# ASSIGNMENT
For the entries below, state how many lines contain the word "facade" and add nothing else.

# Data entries

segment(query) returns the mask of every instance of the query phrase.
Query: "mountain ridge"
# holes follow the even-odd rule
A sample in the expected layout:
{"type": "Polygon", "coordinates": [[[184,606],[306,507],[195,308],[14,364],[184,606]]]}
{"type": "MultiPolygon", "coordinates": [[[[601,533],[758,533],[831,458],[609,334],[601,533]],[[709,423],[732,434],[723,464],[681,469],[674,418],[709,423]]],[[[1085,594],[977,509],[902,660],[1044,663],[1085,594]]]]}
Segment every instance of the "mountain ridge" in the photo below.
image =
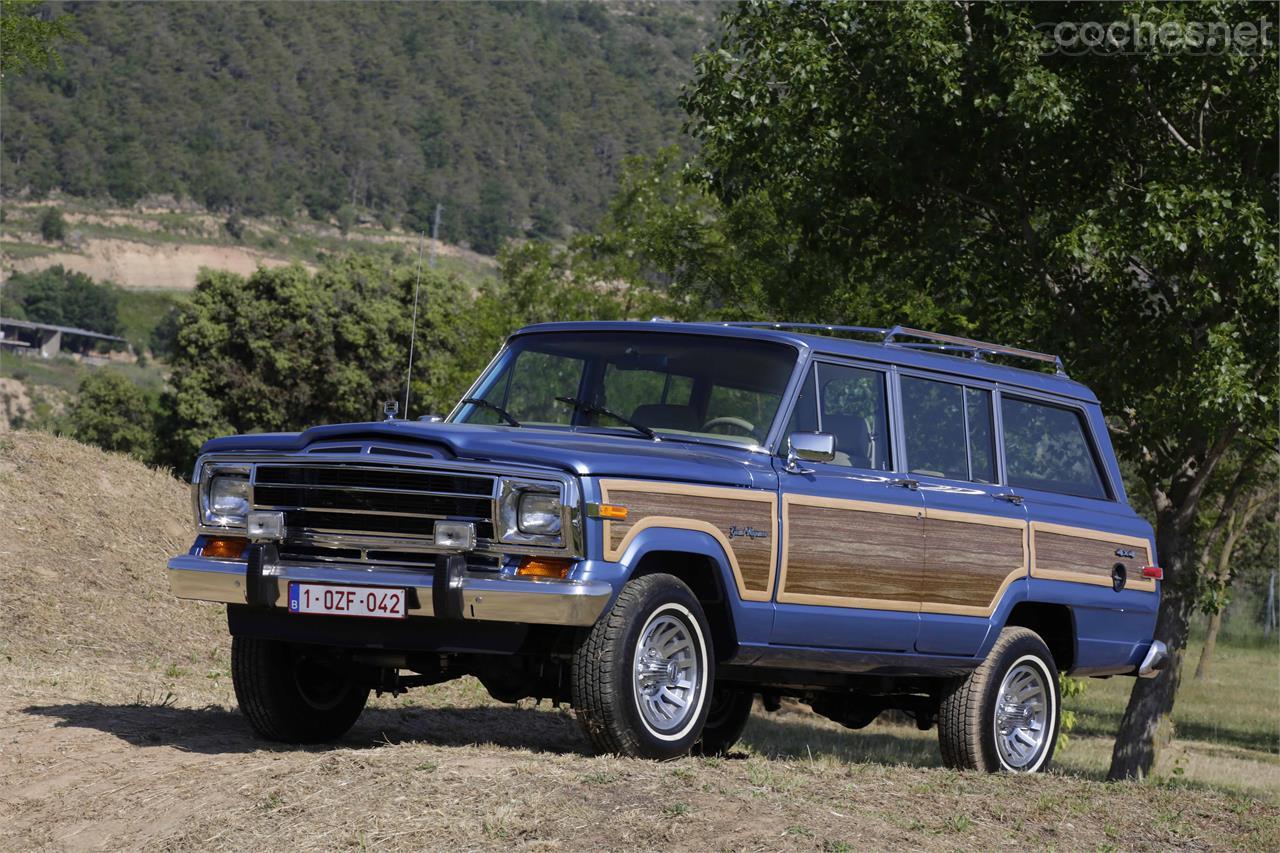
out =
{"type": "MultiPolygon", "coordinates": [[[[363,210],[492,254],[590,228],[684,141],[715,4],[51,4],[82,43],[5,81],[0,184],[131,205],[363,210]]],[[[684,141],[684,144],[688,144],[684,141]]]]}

...

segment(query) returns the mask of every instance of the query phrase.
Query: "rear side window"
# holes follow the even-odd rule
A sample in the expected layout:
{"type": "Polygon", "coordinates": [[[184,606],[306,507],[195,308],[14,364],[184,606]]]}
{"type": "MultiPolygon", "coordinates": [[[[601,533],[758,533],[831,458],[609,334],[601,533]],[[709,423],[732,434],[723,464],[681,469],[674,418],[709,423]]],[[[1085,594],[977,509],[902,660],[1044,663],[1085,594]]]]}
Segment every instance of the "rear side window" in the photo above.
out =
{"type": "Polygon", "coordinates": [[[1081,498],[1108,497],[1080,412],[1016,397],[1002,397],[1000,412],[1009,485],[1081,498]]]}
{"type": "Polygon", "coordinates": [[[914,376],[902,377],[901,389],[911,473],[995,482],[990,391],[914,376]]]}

--

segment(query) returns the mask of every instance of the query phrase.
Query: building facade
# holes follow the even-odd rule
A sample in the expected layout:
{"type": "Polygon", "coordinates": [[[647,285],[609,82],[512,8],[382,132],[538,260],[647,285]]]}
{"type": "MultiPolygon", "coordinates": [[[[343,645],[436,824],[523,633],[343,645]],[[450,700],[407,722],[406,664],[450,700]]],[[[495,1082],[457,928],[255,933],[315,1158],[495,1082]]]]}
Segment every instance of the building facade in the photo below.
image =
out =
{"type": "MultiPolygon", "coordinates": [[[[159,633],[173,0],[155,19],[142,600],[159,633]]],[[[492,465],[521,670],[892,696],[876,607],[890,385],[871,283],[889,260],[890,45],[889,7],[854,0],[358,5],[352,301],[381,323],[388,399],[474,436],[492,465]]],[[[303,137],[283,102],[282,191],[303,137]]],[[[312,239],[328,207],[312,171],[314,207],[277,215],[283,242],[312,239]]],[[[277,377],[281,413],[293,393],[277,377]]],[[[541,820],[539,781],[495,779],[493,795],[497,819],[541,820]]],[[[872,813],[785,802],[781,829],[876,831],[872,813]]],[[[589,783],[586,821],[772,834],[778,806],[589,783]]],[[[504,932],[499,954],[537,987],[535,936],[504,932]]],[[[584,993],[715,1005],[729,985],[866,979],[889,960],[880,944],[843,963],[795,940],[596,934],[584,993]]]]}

# RESULT FOR THIS TASK
2